**Bereitgestelltes Material**
□ □ □ □ □
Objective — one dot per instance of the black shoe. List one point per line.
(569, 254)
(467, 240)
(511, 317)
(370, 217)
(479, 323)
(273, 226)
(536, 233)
□ □ □ □ □
**Aufgabenstellung**
Aktualisiere das gesamte Material, indem du "Objective" durch "Task" ersetzt und alles andere unverändert lässt.

**Lösung**
Task — one dot per instance of the black shoe. List one point per line.
(569, 254)
(467, 240)
(511, 317)
(370, 217)
(479, 323)
(273, 226)
(536, 233)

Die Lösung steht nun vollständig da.